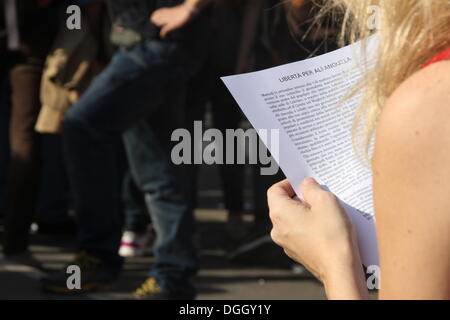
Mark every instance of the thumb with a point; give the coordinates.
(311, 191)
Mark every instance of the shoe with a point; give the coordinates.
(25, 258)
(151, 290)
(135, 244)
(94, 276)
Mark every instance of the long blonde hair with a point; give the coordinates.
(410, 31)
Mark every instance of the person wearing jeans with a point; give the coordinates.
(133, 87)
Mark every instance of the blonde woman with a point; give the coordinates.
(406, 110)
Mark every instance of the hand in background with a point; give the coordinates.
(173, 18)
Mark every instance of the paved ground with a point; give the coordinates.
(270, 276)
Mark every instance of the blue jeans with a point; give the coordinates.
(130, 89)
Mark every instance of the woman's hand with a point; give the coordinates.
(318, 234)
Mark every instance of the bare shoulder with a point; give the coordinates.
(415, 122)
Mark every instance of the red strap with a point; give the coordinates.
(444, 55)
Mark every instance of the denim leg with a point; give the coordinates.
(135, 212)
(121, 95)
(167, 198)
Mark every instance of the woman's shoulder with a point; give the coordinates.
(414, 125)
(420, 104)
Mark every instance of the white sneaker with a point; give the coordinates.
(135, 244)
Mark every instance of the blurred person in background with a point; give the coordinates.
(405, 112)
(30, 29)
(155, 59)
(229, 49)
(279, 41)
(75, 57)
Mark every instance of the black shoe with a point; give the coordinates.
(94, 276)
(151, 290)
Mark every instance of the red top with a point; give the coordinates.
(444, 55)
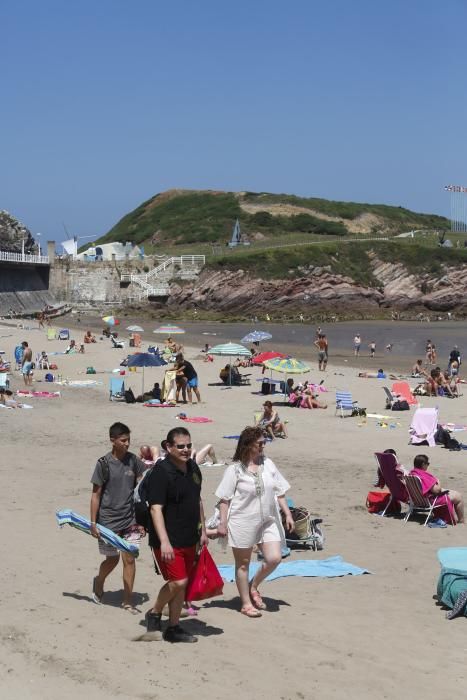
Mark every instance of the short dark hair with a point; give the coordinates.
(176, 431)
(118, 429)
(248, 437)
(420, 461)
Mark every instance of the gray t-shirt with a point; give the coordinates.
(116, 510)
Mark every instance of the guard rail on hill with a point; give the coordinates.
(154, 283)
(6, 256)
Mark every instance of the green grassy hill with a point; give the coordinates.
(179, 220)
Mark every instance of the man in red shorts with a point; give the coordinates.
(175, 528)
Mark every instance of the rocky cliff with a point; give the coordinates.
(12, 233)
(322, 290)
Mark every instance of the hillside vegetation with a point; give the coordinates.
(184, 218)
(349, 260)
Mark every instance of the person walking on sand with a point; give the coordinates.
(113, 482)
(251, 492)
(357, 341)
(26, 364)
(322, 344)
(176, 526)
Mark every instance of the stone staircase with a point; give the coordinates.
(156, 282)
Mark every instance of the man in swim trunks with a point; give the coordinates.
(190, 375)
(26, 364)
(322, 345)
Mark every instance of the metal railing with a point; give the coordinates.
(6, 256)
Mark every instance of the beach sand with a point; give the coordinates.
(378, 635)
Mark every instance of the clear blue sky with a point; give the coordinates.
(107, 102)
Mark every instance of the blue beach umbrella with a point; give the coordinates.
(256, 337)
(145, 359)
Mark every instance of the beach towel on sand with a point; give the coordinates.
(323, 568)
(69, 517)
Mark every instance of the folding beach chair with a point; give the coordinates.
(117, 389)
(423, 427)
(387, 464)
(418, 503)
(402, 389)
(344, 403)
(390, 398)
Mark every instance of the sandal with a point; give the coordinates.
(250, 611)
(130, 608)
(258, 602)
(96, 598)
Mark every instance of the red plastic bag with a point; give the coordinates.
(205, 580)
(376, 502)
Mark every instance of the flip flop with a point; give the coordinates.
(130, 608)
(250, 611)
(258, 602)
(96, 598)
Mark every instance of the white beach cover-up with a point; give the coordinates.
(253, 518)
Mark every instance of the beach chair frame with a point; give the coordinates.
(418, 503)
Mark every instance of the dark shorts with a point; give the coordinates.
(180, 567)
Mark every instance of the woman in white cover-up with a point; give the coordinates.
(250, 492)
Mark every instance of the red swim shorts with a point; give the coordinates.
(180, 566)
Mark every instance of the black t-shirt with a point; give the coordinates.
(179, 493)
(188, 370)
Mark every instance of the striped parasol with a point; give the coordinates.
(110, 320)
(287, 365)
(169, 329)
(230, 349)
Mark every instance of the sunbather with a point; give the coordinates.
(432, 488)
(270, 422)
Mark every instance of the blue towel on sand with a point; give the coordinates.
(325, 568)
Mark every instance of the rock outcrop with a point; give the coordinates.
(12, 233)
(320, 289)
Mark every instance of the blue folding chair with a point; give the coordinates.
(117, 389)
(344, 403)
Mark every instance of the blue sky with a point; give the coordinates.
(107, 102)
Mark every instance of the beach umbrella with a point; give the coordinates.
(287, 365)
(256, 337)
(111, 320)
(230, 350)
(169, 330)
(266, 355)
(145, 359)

....................

§ TASK: Word for word, give the listing above again, but drop any pictures.

§ ANSWER TO THIS EXERCISE:
Mark every instance of the thumb with a point; give the coordinates.
(311, 191)
Mark every instance of the shoe with a point; give the coordinates.
(25, 258)
(151, 290)
(135, 244)
(94, 276)
Mark every instance of the long blonde hair with a point; give the coordinates.
(410, 31)
Mark every instance of the person wearing jeans with a point; give the coordinates.
(133, 87)
Mark every instance of the blonde woman with a point; give the coordinates.
(406, 110)
Mark every instance of the hand in background with a point; give the coordinates.
(173, 18)
Mark every instance of the paved ground with a point; give the coordinates.
(270, 276)
Mark every instance of the blue jeans with a point; give the coordinates.
(130, 89)
Mark every instance of the woman's hand with a point; give the coordinates.
(318, 234)
Mark every instance of the bare shoulder with a point; give the coordinates.
(415, 122)
Mark every instance of the red strap with a point; give the coordinates.
(444, 55)
Mark every instance of the denim leg with a point; give the coordinates.
(135, 212)
(121, 95)
(167, 198)
Mark every instance of the woman's shoulder with a point; give the coordinates.
(414, 125)
(420, 104)
Mark every instance of the white sneaker with a point; give the coordinates.
(135, 244)
Mark every instance of the blurred person in background with a point; give the coordinates.
(405, 112)
(30, 29)
(155, 59)
(229, 49)
(279, 41)
(75, 57)
Mark every instance of the black shoe with a point; give the coordinates.
(94, 276)
(151, 290)
Mark every instance of the red top with a point; give the coordinates.
(444, 55)
Mark every instance of the short dark hair with a point; give the coordinates.
(176, 431)
(118, 429)
(248, 437)
(420, 461)
Mark every instance of the gray t-shirt with a point; give the coordinates.
(116, 510)
Mark every instance of the guard rail on hill with a point; give the coordinates.
(154, 283)
(6, 256)
Mark every instance of the green grassy hill with a point; give the coordinates.
(179, 220)
Mark every instance of the man in red shorts with a point; give the coordinates.
(175, 528)
Mark every instance of the rocky cliff with a point; give the coordinates.
(12, 233)
(322, 290)
Mark every instance of the hillside vegetation with a point; give the coordinates.
(184, 218)
(349, 260)
Mark every instance of the person walking on sand with a point; give the coordinates.
(113, 482)
(251, 492)
(357, 341)
(26, 364)
(322, 344)
(176, 526)
Mark every instance of the stone staircase with a point; give the coordinates.
(156, 282)
Mark every instance of the man in swim trunks with a point; give the coordinates.
(190, 375)
(26, 364)
(322, 345)
Mark every instance of the metal railing with a point; give the coordinates.
(6, 256)
Mark every instance of the beach sand with a point; give the coordinates.
(378, 635)
Mark every instance of the clear blue sky with a point; give the coordinates.
(107, 102)
Mark every instance of the blue beach umbrella with a point; give the coordinates.
(256, 337)
(145, 359)
Mark every instance of the beach towel on sand with a point; give the coordinates.
(323, 568)
(69, 517)
Mark every instance of the folding beach chair with a point; give the coordinates.
(117, 389)
(423, 427)
(387, 464)
(418, 503)
(402, 389)
(344, 403)
(390, 398)
Mark every instance of the sandal with a point; give the coordinates.
(250, 611)
(130, 608)
(258, 602)
(96, 598)
Mark every instance of the red plastic bag with a point; give the coordinates.
(205, 580)
(376, 502)
Mark every instance of the flip flop with a point; give the coordinates.
(130, 608)
(250, 611)
(258, 602)
(96, 598)
Mark every instance of the white beach cover-up with a point; give the coordinates.
(253, 518)
Mark every instance of the beach chair frame with a point; give the coordinates.
(418, 503)
Mark every instance of the dark shorts with a point; give the coordinates.
(180, 567)
Mark every instance of the woman in white cover-up with a point; give the coordinates.
(250, 492)
Mark every instance of the red swim shorts with a point; give the coordinates.
(180, 566)
Mark every instance of the black t-shirt with a point; give the coordinates.
(179, 493)
(188, 370)
Mark every instance of the striped parasol with a point; give the coordinates.
(110, 320)
(287, 365)
(169, 329)
(230, 349)
Mark every instance of the sunbather with a point; give the coordinates.
(432, 488)
(270, 422)
Mark every instance of the blue towel on sand with a point; give the coordinates.
(325, 568)
Mark every instance of the rock outcrop with a point; give the coordinates.
(12, 233)
(320, 289)
Mark every instance of the blue folding chair with a point; give the coordinates.
(117, 389)
(344, 403)
Mark every instance of the blue sky with a point; give the coordinates.
(107, 102)
Mark every instance of the beach umbrella with a point; give the coordinates.
(287, 365)
(256, 337)
(111, 320)
(230, 350)
(169, 330)
(266, 355)
(145, 359)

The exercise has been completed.